_TO DO:_ In the lines below, look for "sesame". Copy each line where it appears.
[EXTRACTED DATA Boundary: Start]
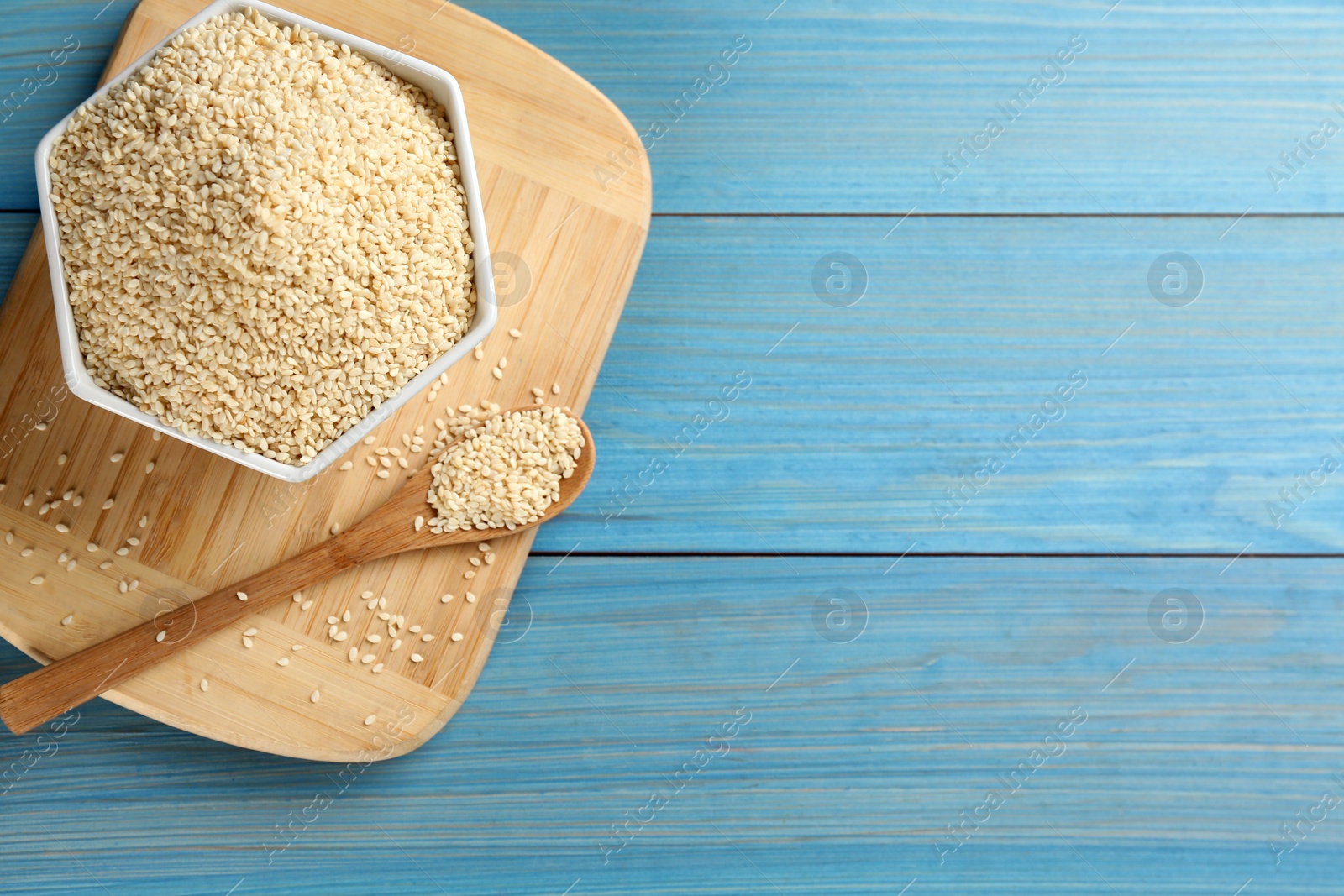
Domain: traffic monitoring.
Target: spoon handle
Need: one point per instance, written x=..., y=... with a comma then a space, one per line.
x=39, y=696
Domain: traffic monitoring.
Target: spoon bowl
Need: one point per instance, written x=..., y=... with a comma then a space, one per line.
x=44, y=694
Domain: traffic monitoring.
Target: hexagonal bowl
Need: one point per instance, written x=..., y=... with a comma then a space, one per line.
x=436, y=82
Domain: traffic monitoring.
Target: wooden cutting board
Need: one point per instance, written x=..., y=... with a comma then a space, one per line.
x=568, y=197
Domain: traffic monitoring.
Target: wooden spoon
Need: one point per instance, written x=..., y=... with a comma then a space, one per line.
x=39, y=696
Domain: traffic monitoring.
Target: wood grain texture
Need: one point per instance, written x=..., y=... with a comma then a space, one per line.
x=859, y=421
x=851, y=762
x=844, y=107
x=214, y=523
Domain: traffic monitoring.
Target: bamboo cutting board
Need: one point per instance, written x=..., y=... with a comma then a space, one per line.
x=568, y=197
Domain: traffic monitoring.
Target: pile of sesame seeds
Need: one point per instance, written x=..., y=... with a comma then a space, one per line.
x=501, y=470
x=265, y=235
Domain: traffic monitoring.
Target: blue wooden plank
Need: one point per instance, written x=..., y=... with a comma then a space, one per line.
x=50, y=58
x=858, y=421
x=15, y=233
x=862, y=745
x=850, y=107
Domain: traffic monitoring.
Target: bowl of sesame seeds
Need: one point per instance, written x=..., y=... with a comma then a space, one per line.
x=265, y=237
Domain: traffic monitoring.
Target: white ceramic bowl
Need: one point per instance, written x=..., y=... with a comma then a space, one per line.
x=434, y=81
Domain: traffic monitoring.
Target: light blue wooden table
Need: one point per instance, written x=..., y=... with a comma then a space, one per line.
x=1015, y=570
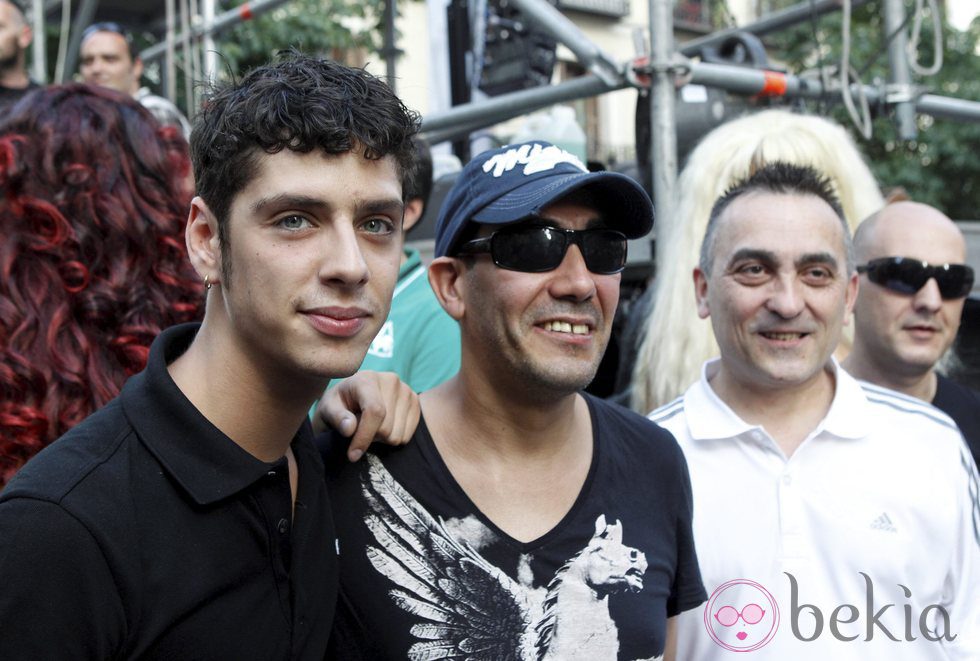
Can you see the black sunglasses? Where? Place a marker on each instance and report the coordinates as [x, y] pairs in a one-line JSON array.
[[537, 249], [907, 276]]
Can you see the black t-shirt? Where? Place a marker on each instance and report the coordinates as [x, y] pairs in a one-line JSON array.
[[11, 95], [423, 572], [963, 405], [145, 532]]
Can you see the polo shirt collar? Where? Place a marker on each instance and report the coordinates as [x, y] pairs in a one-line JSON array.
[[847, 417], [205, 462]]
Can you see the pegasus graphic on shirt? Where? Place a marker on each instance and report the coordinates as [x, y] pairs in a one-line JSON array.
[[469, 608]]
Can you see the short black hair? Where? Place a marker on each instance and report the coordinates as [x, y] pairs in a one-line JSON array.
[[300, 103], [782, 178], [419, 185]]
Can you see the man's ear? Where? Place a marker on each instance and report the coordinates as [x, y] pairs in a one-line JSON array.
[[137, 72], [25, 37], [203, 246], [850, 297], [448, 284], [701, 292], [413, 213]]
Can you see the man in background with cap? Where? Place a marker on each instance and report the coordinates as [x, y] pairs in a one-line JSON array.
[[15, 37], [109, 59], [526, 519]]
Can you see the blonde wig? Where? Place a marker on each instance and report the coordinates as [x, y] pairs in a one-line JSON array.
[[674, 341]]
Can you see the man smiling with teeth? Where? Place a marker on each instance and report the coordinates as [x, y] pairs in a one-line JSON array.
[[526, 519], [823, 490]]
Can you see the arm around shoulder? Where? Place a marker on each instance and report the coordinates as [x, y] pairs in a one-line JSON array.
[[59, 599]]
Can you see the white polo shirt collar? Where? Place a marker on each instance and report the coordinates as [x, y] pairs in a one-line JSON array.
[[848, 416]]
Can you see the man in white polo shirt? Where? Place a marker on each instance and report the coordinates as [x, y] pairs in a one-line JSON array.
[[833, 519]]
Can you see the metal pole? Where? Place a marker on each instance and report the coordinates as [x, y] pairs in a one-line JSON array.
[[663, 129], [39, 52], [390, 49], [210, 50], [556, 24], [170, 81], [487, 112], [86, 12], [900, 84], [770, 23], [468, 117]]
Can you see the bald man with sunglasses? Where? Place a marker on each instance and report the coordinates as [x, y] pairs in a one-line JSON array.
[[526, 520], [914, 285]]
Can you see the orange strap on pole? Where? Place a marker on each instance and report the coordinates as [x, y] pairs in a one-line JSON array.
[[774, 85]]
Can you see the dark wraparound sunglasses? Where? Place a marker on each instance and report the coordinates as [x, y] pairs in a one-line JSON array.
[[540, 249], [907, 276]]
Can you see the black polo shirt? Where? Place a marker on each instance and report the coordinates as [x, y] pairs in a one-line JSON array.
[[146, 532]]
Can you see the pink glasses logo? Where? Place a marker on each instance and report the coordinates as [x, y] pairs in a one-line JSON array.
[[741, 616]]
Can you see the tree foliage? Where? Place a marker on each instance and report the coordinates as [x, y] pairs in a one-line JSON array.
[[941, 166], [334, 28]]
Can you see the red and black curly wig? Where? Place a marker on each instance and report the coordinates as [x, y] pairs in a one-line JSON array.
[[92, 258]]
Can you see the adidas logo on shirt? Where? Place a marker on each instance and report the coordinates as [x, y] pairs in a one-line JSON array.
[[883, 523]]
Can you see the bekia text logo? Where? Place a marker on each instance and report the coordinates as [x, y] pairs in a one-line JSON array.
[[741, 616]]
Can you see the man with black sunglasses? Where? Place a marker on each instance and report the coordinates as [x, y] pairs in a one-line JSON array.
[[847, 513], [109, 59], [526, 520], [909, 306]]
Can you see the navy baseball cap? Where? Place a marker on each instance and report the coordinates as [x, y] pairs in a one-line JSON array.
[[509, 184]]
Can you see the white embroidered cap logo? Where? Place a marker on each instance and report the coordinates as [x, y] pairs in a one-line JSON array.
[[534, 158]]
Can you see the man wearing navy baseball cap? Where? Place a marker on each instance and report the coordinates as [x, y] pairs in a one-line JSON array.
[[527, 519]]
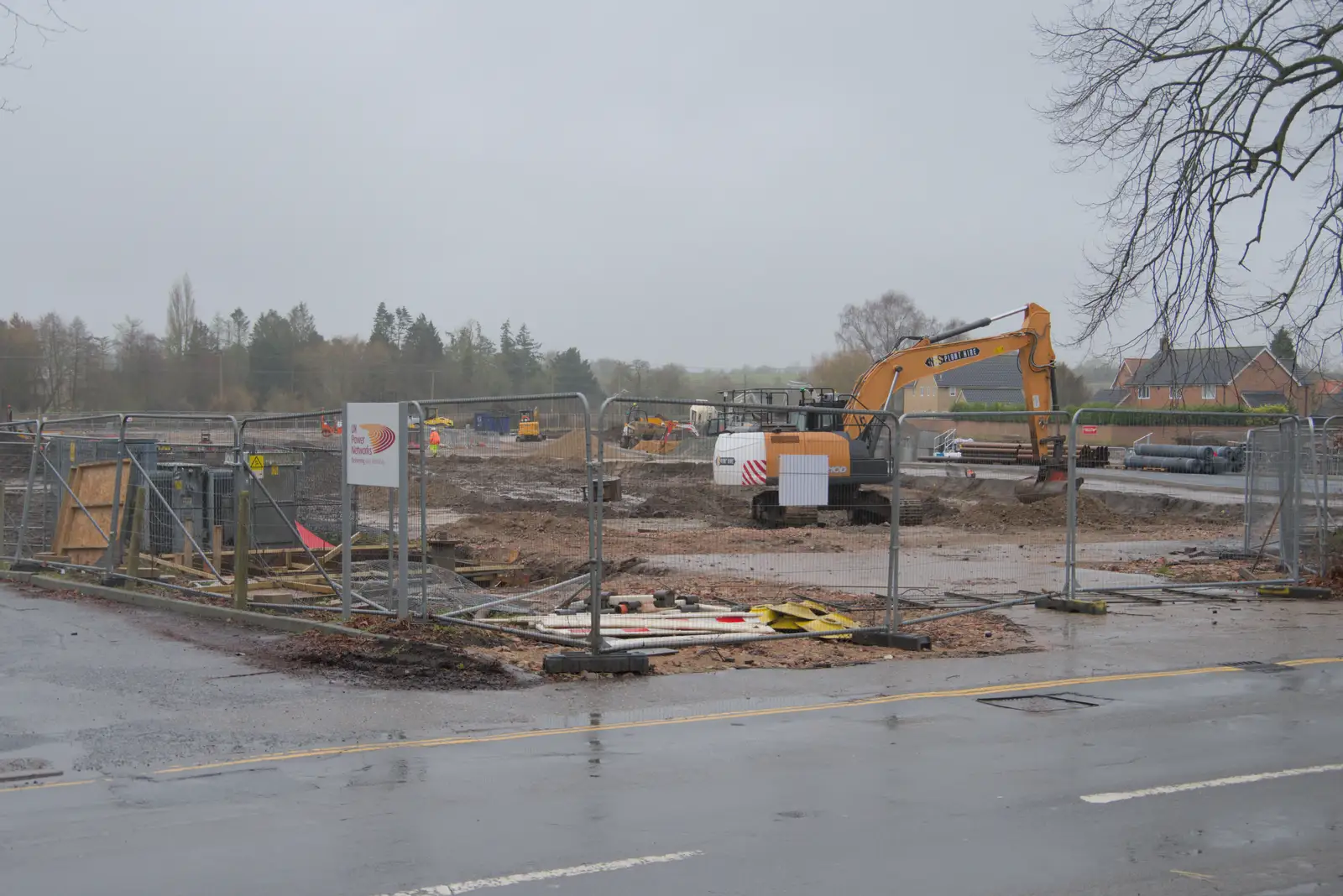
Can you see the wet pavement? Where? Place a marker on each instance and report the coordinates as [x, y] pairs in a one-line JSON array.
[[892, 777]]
[EXTRACTED DATA Boundary: End]
_ANSWER BOX:_
Target: pile of sesame seeds
Target: bowl of sesame seeds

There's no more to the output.